Extracted data entries:

START

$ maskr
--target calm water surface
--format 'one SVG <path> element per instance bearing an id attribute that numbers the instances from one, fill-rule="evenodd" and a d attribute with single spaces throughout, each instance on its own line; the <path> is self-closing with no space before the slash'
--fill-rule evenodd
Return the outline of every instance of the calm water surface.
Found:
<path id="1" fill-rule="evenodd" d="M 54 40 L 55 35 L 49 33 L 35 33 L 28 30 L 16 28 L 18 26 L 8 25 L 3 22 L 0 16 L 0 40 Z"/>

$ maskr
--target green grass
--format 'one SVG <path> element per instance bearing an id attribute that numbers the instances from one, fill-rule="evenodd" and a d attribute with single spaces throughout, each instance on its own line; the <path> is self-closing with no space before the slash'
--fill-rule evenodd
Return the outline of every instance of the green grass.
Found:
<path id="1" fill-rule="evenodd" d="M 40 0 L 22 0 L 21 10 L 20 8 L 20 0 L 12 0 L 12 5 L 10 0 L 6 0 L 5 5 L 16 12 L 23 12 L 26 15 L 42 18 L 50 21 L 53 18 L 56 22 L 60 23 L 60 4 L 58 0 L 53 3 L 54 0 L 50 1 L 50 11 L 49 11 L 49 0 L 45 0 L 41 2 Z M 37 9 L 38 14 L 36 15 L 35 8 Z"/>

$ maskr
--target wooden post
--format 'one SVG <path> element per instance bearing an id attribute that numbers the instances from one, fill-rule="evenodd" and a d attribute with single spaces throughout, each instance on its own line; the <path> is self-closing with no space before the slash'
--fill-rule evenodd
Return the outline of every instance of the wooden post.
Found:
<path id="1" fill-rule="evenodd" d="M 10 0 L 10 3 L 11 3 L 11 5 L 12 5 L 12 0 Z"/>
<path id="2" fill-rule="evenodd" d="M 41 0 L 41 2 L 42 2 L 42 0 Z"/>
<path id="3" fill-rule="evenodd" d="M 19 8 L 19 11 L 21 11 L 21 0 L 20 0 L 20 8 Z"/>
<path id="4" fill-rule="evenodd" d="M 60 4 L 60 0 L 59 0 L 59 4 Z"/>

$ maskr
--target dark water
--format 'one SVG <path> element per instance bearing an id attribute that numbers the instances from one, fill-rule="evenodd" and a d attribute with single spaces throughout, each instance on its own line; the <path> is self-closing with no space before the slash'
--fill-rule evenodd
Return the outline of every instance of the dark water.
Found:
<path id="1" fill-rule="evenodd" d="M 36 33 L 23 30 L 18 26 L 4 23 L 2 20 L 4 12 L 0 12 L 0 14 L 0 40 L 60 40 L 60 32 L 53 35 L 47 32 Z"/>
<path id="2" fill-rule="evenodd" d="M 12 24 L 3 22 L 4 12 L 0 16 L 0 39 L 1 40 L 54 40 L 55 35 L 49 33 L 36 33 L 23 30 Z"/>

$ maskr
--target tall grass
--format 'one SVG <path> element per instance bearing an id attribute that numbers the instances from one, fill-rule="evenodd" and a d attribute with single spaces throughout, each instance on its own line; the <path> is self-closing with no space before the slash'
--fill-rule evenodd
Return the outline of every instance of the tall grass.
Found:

END

§ Stated exercise: Rewrite the material from its start through the line containing "40 0 L 22 0", swapping "maskr" for "segtool" and leaving everything else unchanged.

§ Completed task:
$ segtool
--target calm water surface
--format 'one SVG <path> element per instance bearing an id attribute that numbers the instances from one, fill-rule="evenodd" and a d attribute with single spaces throughout, each instance on its own line; the <path> is self-closing with no space before the slash'
--fill-rule evenodd
Return the outline of every instance of the calm water surface.
Found:
<path id="1" fill-rule="evenodd" d="M 54 40 L 55 35 L 49 33 L 35 33 L 28 30 L 16 28 L 18 26 L 8 25 L 3 22 L 0 16 L 0 40 Z"/>

$ segtool
--target green grass
--format 'one SVG <path> element per instance bearing an id attribute that numbers the instances from one, fill-rule="evenodd" and a d attribute with single spaces throughout, each instance on its own line; the <path> is self-closing with no space before the slash'
--fill-rule evenodd
Return the outline of every instance of the green grass.
Found:
<path id="1" fill-rule="evenodd" d="M 40 0 L 22 0 L 21 10 L 20 8 L 20 0 L 12 0 L 12 5 L 10 0 L 6 0 L 5 5 L 16 12 L 23 12 L 26 15 L 42 18 L 50 21 L 53 18 L 56 22 L 60 23 L 60 4 L 58 0 L 53 3 L 54 0 L 50 1 L 50 11 L 49 11 L 49 0 L 45 0 L 41 2 Z M 37 9 L 38 14 L 36 15 L 35 8 Z"/>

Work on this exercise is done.